→ Selected excerpt
--

Ur-Nanshe Family Plaque/
(Museum number AO 2344)
This plaque, which we have seen above and which is given the museum number AO 2344 , is sometimes referred to as the "Ur-Nanshe Family Plaque" for the reason (as Sheshki observed) that the top register (and actually the below register as well) contain not only Ur-Nanshe, but his sons as well. Last weekend I searched from a comment on the plaque that I remember N. Postgate making in his book "Early Mesopotamia..." however, to my great surprise, I found that book was signed out at my library! I have seen a book at the ANE section signed out unless by myself (so great is the interest in the subject at my hometown..0_0)

--

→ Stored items
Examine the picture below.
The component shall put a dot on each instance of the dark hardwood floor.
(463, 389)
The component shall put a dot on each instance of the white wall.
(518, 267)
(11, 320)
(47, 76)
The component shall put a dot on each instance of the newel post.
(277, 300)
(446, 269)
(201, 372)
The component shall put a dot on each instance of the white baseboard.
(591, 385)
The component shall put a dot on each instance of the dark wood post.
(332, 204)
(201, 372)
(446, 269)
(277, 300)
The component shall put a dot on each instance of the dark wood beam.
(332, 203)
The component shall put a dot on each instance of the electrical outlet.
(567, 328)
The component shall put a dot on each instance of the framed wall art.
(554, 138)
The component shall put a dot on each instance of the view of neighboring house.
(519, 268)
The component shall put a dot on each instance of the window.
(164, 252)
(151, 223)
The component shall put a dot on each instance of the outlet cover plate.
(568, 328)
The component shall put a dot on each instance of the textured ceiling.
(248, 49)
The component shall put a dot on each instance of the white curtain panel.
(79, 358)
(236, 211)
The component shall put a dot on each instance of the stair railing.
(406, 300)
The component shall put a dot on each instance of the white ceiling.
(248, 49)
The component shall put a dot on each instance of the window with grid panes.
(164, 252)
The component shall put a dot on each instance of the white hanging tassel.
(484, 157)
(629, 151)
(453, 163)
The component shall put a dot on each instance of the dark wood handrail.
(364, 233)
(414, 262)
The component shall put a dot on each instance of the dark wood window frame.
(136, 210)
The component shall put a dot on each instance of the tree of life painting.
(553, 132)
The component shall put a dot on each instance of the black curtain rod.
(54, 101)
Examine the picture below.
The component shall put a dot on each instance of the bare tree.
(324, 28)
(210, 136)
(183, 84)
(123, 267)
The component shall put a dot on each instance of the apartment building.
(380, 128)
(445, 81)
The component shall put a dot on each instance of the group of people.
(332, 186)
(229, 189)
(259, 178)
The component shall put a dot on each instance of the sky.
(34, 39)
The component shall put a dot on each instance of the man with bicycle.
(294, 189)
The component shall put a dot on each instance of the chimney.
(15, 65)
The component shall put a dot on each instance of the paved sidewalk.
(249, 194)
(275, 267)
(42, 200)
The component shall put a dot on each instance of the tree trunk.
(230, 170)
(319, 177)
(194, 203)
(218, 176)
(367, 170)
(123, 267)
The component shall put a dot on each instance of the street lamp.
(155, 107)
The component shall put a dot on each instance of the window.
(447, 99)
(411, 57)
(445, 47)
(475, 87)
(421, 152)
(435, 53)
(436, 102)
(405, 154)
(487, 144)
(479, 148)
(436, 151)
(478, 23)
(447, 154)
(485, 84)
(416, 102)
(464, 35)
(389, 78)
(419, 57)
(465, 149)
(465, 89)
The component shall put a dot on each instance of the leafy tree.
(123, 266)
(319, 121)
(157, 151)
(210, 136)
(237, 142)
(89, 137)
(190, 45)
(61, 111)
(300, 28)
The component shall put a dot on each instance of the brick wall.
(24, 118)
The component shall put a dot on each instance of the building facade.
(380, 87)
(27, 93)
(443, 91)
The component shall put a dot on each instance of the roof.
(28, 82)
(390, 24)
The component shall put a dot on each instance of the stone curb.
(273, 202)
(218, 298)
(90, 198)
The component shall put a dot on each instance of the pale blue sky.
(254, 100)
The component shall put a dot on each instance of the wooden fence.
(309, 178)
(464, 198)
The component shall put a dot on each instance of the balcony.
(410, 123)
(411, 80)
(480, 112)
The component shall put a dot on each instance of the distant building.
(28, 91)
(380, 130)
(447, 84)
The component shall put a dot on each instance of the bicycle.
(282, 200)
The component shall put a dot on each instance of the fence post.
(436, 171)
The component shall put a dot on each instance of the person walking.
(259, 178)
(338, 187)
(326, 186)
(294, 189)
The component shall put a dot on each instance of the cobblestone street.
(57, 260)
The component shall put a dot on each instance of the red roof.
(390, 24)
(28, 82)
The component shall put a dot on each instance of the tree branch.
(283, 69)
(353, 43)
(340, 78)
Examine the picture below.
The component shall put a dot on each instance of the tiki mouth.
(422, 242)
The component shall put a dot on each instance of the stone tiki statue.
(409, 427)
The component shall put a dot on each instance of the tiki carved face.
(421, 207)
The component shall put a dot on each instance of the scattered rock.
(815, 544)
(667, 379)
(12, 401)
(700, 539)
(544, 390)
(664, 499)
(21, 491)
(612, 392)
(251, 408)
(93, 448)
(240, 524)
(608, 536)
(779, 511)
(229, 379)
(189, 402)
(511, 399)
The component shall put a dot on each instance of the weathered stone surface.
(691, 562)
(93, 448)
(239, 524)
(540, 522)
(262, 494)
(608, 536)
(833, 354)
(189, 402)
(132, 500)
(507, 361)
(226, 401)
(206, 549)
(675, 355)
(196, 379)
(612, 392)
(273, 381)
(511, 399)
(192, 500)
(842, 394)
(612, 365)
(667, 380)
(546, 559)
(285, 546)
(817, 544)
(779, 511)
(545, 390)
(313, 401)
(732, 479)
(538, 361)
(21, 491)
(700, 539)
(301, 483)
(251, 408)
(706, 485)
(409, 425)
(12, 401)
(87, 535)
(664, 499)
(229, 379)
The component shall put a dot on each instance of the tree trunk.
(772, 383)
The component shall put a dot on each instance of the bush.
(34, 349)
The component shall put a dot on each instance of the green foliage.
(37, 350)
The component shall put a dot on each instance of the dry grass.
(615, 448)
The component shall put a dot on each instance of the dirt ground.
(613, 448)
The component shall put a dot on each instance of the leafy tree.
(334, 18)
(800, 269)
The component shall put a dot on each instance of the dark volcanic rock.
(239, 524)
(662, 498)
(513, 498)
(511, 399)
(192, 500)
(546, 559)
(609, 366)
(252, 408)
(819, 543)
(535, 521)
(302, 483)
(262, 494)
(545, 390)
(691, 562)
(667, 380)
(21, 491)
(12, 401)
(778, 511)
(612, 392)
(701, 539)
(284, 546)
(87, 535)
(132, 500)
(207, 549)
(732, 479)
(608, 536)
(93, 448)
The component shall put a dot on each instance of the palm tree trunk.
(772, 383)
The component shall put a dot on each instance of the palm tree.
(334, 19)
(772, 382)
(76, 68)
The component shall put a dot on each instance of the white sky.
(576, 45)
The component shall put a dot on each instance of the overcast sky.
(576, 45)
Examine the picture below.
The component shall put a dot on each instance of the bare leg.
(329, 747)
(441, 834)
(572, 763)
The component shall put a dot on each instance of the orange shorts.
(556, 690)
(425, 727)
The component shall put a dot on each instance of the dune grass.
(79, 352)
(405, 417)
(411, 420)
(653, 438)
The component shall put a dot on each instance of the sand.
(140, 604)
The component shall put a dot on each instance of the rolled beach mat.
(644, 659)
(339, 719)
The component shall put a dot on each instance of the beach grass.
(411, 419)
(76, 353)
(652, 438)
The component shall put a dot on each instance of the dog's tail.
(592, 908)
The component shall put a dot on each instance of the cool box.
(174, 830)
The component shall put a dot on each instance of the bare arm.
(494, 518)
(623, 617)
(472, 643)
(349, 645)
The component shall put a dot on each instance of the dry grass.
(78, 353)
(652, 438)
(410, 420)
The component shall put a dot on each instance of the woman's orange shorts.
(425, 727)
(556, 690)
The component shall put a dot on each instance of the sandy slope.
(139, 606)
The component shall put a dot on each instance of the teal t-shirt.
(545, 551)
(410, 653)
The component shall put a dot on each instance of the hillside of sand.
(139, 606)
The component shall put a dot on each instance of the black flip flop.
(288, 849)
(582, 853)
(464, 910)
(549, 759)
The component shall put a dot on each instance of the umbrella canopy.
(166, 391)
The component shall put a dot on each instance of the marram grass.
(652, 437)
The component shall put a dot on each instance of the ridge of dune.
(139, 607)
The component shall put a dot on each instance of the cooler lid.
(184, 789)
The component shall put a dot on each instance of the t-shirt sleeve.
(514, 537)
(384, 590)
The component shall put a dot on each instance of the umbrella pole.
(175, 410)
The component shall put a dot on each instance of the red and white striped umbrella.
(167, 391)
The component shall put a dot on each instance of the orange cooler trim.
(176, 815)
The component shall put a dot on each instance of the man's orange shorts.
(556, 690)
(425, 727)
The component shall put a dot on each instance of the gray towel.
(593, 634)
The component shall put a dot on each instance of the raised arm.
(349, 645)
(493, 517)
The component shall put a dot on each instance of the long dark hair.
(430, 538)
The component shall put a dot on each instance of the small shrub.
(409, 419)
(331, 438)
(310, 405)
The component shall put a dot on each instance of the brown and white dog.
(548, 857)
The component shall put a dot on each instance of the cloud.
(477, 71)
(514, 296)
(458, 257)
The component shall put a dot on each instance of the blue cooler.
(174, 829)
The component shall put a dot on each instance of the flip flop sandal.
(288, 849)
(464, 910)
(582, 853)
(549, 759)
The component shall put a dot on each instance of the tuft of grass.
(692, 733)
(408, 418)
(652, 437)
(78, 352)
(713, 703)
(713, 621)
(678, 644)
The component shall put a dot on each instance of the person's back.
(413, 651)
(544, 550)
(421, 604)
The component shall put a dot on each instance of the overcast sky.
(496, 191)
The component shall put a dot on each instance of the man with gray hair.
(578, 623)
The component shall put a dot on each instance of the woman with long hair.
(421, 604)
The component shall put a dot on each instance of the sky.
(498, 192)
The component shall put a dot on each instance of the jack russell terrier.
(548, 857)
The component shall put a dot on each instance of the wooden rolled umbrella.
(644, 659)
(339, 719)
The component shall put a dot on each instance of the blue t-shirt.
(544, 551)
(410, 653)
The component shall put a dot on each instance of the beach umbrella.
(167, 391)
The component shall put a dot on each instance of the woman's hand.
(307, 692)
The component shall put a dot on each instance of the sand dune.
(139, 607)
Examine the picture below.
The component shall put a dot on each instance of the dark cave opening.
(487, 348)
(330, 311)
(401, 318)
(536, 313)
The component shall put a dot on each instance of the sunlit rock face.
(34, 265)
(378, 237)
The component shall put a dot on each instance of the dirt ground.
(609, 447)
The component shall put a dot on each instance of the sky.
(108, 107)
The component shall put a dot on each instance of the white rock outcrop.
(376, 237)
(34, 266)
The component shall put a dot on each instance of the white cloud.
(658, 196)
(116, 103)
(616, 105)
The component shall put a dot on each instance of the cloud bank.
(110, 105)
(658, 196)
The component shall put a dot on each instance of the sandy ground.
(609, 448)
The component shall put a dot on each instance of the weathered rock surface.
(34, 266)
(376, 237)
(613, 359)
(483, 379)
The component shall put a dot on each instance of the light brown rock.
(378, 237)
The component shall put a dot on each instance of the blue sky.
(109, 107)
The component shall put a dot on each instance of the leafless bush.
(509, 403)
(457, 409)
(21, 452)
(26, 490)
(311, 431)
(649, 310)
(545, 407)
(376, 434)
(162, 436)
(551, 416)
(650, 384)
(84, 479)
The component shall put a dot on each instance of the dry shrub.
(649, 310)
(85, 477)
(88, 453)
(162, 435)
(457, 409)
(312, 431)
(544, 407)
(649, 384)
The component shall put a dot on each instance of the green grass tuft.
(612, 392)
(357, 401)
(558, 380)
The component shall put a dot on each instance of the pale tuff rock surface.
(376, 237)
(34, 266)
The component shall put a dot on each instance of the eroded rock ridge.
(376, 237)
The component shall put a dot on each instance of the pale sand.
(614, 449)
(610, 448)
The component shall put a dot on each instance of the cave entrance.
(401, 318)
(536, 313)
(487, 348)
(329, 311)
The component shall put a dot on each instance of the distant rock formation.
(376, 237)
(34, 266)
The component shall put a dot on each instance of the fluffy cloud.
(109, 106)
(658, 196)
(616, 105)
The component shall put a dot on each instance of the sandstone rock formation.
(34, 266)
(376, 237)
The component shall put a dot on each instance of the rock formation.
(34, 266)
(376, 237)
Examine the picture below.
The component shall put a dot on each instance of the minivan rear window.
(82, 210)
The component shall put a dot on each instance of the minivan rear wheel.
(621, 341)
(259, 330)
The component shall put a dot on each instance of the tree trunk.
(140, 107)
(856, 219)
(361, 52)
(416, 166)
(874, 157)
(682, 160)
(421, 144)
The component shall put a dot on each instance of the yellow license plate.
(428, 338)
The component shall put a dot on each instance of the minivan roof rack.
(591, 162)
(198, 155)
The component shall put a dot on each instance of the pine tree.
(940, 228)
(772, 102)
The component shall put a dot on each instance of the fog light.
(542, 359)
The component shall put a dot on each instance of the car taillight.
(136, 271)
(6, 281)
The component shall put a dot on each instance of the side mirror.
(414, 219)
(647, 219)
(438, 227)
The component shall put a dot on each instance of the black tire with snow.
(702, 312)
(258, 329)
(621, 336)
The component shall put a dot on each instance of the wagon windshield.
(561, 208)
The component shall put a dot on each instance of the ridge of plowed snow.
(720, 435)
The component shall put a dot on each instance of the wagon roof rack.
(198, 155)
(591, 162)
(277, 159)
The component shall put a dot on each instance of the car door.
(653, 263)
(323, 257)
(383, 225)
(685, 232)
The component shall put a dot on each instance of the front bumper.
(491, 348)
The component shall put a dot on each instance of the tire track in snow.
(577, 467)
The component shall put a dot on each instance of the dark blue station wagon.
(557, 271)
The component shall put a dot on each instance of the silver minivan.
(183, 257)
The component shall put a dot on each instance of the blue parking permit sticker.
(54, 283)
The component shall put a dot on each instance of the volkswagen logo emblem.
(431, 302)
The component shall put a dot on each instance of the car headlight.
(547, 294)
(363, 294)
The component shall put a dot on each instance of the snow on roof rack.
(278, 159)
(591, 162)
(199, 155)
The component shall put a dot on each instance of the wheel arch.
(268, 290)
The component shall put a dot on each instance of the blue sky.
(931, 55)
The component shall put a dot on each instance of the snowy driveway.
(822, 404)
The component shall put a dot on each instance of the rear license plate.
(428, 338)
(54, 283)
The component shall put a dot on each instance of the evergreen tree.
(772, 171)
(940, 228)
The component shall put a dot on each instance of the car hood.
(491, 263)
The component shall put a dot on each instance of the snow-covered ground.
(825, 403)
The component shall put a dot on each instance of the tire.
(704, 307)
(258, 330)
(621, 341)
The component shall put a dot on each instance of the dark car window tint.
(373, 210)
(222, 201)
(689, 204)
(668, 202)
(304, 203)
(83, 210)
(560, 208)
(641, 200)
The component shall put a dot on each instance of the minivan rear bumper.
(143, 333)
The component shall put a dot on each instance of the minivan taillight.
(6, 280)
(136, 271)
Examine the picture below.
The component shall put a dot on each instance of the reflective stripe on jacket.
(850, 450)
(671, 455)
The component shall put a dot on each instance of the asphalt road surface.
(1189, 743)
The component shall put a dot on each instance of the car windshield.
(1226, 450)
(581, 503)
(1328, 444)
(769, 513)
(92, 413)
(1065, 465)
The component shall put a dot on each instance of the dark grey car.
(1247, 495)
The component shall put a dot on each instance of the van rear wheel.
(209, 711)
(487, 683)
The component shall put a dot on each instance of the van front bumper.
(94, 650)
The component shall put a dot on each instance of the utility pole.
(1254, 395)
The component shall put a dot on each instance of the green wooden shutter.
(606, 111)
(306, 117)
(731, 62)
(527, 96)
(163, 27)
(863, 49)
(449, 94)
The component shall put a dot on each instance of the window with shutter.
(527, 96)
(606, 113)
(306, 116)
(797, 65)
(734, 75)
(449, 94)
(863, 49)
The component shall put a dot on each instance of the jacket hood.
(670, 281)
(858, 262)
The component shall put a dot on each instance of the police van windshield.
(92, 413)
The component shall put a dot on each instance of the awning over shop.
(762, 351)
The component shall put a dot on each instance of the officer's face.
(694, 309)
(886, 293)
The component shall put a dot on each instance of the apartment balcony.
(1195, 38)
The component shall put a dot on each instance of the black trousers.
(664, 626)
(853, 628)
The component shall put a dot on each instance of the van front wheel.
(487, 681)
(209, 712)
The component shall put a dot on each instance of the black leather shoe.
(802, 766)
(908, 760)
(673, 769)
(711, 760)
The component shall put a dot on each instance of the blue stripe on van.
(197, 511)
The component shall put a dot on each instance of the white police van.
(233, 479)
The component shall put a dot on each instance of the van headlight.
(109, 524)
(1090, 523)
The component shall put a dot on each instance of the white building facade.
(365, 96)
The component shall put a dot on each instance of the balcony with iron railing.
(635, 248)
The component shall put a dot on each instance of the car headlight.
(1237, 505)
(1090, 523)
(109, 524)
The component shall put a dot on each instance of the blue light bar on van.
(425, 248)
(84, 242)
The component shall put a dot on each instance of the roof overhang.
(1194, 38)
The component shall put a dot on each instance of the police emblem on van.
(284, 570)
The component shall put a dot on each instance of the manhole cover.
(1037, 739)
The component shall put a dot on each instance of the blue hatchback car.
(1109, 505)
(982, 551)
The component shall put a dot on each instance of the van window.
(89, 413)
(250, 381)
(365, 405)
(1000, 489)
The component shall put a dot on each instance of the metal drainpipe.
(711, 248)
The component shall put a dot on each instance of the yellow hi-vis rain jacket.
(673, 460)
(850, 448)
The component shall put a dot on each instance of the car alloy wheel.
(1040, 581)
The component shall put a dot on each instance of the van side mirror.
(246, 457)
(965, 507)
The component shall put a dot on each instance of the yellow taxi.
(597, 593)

--

→ Jobs
- A) In the text about the Ur-Nanshe Family Plaque, condense the paragraph beginning "This plaque, which we have seen above" into a short bulleted list of its main facts.
- B) Translate this sentence from the text about the Ur-Nanshe Family Plaque into Spanish: "This plaque, which we have seen above and which is given the museum number AO 2344 , is sometimes referred to as the "Ur-Nanshe Family Plaque" for the reason (as Sheshki observed) that the top register (and actually the below register as well) contain not only Ur-Nanshe, but his sons as well."
These items have no connection to the text about the Ur-Nanshe Family Plaque.

→ Final results
- A)
- The plaque has the museum number AO 2344.
- It is sometimes called the "Ur-Nanshe Family Plaque" because, as Sheshki observed, its top register (and the lower one too) shows Ur-Nanshe along with his sons.
- Last weekend the writer looked for a comment on the plaque that N. Postgate made in "Early Mesopotamia...".
- The book turned out to be signed out at the writer's library.

- B) Esta placa, que hemos visto arriba y a la que se le asigna el número de museo AO 2344, a veces se denomina la "Placa familiar de Ur-Nanshe" debido a que (como observó Sheshki) el registro superior (y, de hecho, también el registro inferior) contiene no solo a Ur-Nanshe, sino también a sus hijos.